* _Your goal_:
Print the records below word for word and without any change, leaving the pictures out.

* _Source records_:
╔══

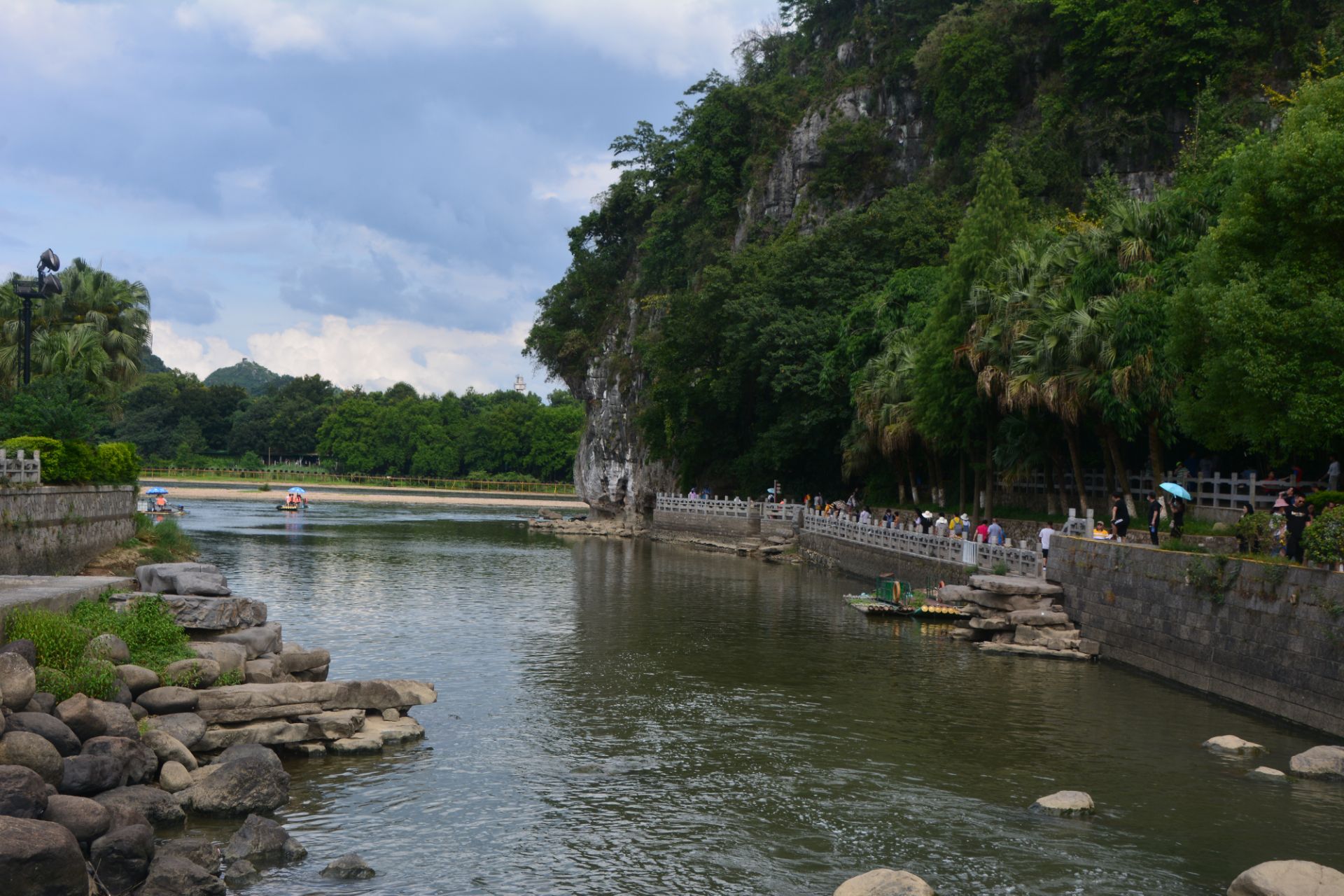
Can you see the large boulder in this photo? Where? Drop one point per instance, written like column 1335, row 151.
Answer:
column 187, row 727
column 1065, row 804
column 156, row 805
column 137, row 679
column 41, row 859
column 23, row 793
column 238, row 789
column 349, row 867
column 264, row 843
column 24, row 648
column 162, row 701
column 108, row 647
column 86, row 818
column 121, row 858
column 88, row 718
column 162, row 578
column 137, row 761
column 18, row 681
column 194, row 849
column 176, row 876
column 1288, row 879
column 1234, row 746
column 174, row 777
column 192, row 673
column 883, row 881
column 85, row 776
column 229, row 656
column 1319, row 762
column 168, row 748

╚══

* _Finished task_:
Can you see the large boulder in this photo? Where? Drop one point per instance, written like column 1335, row 151.
Answer:
column 187, row 727
column 1065, row 804
column 156, row 805
column 137, row 679
column 41, row 859
column 23, row 793
column 238, row 789
column 349, row 867
column 264, row 843
column 24, row 648
column 162, row 701
column 108, row 647
column 86, row 818
column 121, row 858
column 88, row 718
column 162, row 578
column 137, row 761
column 18, row 681
column 194, row 849
column 176, row 876
column 1288, row 879
column 1234, row 746
column 174, row 777
column 192, row 673
column 883, row 881
column 85, row 776
column 229, row 656
column 1319, row 762
column 168, row 748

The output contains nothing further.